### INSTRUCTIONS FOR THE TASK
Copy each line of the data below in which the word "before" can be found.
DATASET RECORDS START
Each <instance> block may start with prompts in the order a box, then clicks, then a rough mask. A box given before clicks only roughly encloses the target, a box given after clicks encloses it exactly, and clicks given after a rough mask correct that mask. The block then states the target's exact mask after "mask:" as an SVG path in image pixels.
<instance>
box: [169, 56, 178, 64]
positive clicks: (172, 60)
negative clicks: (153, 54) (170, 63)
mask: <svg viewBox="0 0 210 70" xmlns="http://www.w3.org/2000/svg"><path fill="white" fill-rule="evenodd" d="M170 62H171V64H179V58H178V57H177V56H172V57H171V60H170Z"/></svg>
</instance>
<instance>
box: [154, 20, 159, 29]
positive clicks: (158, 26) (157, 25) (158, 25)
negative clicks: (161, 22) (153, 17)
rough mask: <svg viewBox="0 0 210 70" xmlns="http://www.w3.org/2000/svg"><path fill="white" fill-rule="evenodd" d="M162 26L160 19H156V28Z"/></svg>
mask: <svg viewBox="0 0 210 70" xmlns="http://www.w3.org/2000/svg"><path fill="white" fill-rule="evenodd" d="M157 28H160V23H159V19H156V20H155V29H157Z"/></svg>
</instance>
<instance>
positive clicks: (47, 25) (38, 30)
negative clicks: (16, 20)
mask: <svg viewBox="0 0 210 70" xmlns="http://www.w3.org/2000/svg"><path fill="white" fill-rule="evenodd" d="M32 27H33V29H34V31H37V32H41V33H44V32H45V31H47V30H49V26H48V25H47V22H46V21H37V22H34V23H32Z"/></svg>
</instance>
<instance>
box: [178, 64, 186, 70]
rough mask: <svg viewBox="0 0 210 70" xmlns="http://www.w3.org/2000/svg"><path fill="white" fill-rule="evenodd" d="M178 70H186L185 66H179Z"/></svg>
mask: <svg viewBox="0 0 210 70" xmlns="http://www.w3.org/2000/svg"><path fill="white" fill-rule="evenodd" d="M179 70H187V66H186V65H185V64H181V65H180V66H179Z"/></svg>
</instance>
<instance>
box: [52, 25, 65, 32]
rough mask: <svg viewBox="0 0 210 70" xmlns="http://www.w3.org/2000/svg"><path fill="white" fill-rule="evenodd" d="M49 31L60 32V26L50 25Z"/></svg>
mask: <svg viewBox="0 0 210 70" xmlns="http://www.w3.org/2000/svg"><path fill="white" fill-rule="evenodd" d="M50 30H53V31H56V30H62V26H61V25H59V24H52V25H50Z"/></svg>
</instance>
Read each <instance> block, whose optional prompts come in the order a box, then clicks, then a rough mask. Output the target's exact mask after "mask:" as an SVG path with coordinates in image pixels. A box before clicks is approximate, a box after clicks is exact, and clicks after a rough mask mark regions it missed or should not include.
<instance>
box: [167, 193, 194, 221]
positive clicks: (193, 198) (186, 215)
DATASET RECORDS END
### ANSWER SPACE
Each <instance> block may start with prompts in the order a box, then clicks, then a rough mask. A box given before clicks only roughly encloses the target, a box given after clicks encloses it exactly, and clicks given after a rough mask correct that mask. The block then states the target's exact mask after "mask:" as an SVG path in image pixels.
Read each <instance> block, whose optional prompts come in the order a box, then clicks, then a rough mask. Output the target's exact mask after "mask:" as an SVG path with coordinates in image pixels. A box before clicks is approximate, a box after clicks is exact, and clicks after a rough mask mark regions it missed or should not include.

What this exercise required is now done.